Put every line of the entries below into a numbered list, leaving out any blank lines.

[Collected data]

▽

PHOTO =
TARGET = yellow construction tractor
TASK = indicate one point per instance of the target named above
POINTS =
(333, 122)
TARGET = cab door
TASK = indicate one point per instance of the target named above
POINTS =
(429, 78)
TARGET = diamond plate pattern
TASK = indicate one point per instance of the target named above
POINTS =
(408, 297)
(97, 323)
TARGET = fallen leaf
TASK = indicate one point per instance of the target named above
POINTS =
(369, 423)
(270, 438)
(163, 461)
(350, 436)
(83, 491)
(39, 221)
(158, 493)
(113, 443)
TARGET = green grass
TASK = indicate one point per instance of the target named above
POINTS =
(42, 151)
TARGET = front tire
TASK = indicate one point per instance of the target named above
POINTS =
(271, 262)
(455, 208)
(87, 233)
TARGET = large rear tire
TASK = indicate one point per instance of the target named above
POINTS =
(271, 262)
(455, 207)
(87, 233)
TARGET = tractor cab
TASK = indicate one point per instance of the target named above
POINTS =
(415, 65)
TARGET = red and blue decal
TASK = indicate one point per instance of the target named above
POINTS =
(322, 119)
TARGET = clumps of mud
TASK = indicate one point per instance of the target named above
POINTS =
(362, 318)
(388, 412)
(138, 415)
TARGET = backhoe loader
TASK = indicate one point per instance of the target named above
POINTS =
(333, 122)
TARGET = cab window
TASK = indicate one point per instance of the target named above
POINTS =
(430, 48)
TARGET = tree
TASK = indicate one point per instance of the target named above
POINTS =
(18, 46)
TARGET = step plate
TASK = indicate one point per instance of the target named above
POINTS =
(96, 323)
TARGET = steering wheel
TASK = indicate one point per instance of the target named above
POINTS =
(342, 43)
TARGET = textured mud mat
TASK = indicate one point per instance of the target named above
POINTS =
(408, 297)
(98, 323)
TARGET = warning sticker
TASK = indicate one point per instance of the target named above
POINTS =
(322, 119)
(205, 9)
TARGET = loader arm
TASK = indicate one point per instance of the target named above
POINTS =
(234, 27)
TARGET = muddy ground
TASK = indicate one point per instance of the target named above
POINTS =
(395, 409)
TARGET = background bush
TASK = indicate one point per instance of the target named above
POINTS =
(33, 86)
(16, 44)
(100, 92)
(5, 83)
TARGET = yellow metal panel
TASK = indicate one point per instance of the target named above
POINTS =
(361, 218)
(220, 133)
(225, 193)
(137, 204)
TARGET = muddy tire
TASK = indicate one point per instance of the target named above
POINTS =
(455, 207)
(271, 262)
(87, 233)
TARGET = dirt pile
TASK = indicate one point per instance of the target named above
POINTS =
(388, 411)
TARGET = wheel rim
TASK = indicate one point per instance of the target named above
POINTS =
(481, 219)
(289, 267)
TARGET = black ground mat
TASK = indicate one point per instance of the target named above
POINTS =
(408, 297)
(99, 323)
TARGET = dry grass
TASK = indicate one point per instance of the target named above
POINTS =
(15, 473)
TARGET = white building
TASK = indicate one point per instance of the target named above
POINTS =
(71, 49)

△

--- RESULT ---
1. PHOTO =
2. TARGET = yellow construction tractor
3. TASK = indicate one point per instance of the target named above
4. POINTS =
5. (333, 122)
6. TARGET = cab door
7. TASK = indicate one point per instance of the target named above
8. POINTS =
9. (429, 78)
10. TARGET = diamond plate pattern
11. TASK = indicate one point per instance of the target named above
12. POINTS =
13. (408, 297)
14. (97, 323)
15. TARGET = fallen leaf
16. TASK = indicate one point per instance of the target named above
17. POINTS =
18. (369, 423)
19. (270, 438)
20. (163, 461)
21. (350, 436)
22. (83, 491)
23. (39, 221)
24. (158, 493)
25. (113, 443)
26. TARGET = green grass
27. TASK = indicate one point per instance of the target named above
28. POINTS =
29. (42, 151)
30. TARGET = front tire
31. TASK = indicate one point per instance of the target named above
32. POINTS =
33. (271, 262)
34. (455, 208)
35. (87, 233)
36. TARGET = large rear tire
37. TASK = indicate one point per instance of the target named above
38. POINTS =
39. (271, 262)
40. (455, 207)
41. (87, 233)
42. TARGET = tractor cab
43. TASK = indicate one point per instance of the target named above
44. POINTS =
45. (415, 65)
46. TARGET = red and blue decal
47. TASK = indicate one point per instance of the target named above
48. POINTS =
49. (322, 119)
50. TARGET = clumps of mud
51. TASK = indicate one point per instance of the target named above
52. POINTS =
53. (362, 318)
54. (388, 412)
55. (138, 415)
56. TARGET = backhoe loader
57. TASK = indicate one point per instance of the target named above
58. POINTS =
59. (333, 122)
60. TARGET = cab window
61. TASK = indicate one point per instance of the target named above
62. POINTS =
63. (430, 48)
64. TARGET = tree
65. TASK = indicate one point per instance of the target named above
66. POINTS =
67. (18, 46)
68. TARGET = step plate
69. TASK = indicate one point per instance of the target named above
70. POINTS =
71. (96, 323)
72. TARGET = steering wheel
73. TASK = indicate one point per instance of the target named above
74. POINTS =
75. (342, 43)
76. TARGET = textured mud mat
77. TASK = indicate one point per instance of the target named above
78. POINTS =
79. (408, 297)
80. (98, 323)
81. TARGET = warning sticker
82. TASK = indicate one point per instance of the target named above
83. POINTS =
84. (322, 119)
85. (205, 9)
86. TARGET = loader arm
87. TASK = indicate one point per instance of the target named above
88. POINTS =
89. (234, 27)
90. TARGET = muddy ground
91. TASK = indicate one point per instance of the target named above
92. POINTS =
93. (395, 409)
94. TARGET = background bush
95. TASK = indicate one point per instance of the target named above
96. POINTS =
97. (33, 86)
98. (16, 44)
99. (100, 92)
100. (5, 83)
101. TARGET = yellow metal panel
102. TASK = indicate one point per instance of the target named above
103. POINTS =
104. (361, 218)
105. (220, 133)
106. (225, 193)
107. (137, 204)
108. TARGET = muddy tire
109. TASK = indicate one point per instance of the target named above
110. POINTS =
111. (455, 207)
112. (271, 262)
113. (87, 233)
114. TARGET = dirt pile
115. TASK = indicate one point per instance of the target named above
116. POINTS =
117. (388, 411)
118. TARGET = wheel rim
119. TASK = indicate one point per instance of the target named above
120. POINTS =
121. (481, 219)
122. (289, 267)
123. TARGET = black ground mat
124. TASK = indicate one point per instance of the target named above
125. POINTS =
126. (408, 297)
127. (99, 323)
128. TARGET = dry grass
129. TASK = indicate one point per instance of the target named above
130. POINTS =
131. (15, 473)
132. TARGET = white building
133. TASK = indicate one point per instance of the target named above
134. POINTS =
135. (71, 49)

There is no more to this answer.